Information provided:
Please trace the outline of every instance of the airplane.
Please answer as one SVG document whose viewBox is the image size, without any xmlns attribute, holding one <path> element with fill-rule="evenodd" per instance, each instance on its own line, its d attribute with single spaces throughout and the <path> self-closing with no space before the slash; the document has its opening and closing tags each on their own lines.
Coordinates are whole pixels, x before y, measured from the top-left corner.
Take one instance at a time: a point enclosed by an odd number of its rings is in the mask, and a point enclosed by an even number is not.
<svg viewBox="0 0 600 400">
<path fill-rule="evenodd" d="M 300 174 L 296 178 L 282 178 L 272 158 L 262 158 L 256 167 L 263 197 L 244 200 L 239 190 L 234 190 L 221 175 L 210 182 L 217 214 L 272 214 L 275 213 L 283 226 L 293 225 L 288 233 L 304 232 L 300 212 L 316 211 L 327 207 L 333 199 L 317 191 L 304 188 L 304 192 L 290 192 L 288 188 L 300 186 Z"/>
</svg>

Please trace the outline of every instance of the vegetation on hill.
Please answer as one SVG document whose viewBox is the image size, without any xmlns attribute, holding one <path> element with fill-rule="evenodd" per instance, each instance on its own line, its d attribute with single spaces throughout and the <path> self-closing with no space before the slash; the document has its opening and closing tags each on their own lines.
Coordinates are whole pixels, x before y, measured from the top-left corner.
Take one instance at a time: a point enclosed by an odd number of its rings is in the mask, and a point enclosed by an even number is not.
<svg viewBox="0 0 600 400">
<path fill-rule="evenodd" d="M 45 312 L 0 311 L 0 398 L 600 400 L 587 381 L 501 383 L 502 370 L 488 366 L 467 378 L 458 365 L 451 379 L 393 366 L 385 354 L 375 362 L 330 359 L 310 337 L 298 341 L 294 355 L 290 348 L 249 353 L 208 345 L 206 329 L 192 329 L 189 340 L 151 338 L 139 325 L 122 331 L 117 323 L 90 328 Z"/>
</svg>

Exercise goal: Repeat the material above in its entirety, exactly.

Final answer:
Please trace the outline of every instance of the airplane.
Please answer as one SVG document whose viewBox is the image size, without any xmlns attribute, holding one <path> element with fill-rule="evenodd" per instance, each instance on its own line, its d attribute with single spaces throughout and the <path> self-closing with no space before the slash; the document has its opening and closing tags each on their own lines.
Coordinates are whole pixels, x before y, measured from the top-left corner.
Take one instance at a time: a point enclosed by an odd number of its rings is in the mask, and a point enclosed by an even number is not.
<svg viewBox="0 0 600 400">
<path fill-rule="evenodd" d="M 300 174 L 296 178 L 282 178 L 272 158 L 262 158 L 256 167 L 263 197 L 244 200 L 239 190 L 234 190 L 221 175 L 210 182 L 217 214 L 272 214 L 275 213 L 283 226 L 293 225 L 288 233 L 304 232 L 300 212 L 316 211 L 327 207 L 333 199 L 317 191 L 304 188 L 304 192 L 290 192 L 288 188 L 300 186 Z"/>
</svg>

Please trace the outline of every instance of the vegetation on hill.
Please answer as one SVG document whose viewBox is the image size, without any xmlns attribute, holding one <path> element with fill-rule="evenodd" per instance, each instance on its own line, its d attribute with single spaces throughout and the <path> self-closing with no space before the slash; the document has its opening and closing tags each on their own lines.
Coordinates are whole pixels, x before y, measured from the top-left corner.
Take one instance at a time: a point enclosed by an odd number of its rings is in the mask, and a point enclosed by an even number is not.
<svg viewBox="0 0 600 400">
<path fill-rule="evenodd" d="M 45 312 L 0 311 L 0 398 L 600 400 L 587 381 L 501 383 L 502 370 L 488 366 L 467 378 L 458 365 L 451 379 L 393 366 L 385 354 L 375 362 L 330 359 L 310 337 L 298 341 L 294 355 L 290 348 L 249 353 L 208 345 L 206 329 L 192 329 L 189 340 L 151 338 L 139 325 L 122 331 L 117 323 L 90 328 Z"/>
</svg>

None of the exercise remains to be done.